§ Exercise
Copy the material below word for word, and leave the pictures out.
___ Supplied material ___
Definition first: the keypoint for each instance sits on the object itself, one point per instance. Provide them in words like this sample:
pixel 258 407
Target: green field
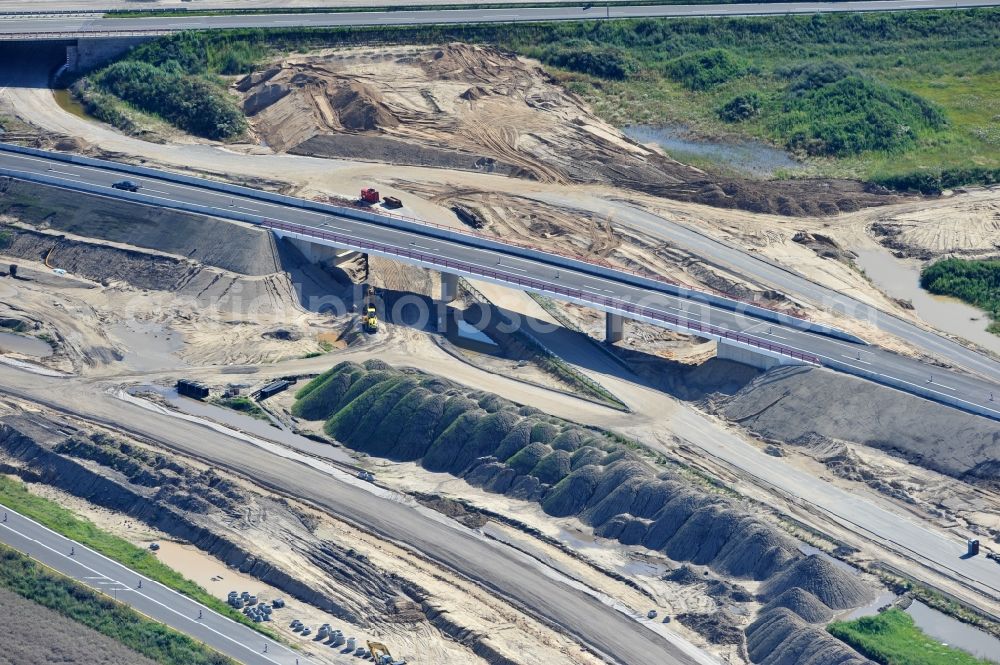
pixel 907 98
pixel 975 282
pixel 891 638
pixel 30 580
pixel 14 495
___
§ Output for this exercise
Definition first: the keypoint for each instance sits on the object itself, one point per instance. Provide them in words like this sample:
pixel 258 407
Target: green field
pixel 907 98
pixel 975 282
pixel 891 638
pixel 30 580
pixel 14 495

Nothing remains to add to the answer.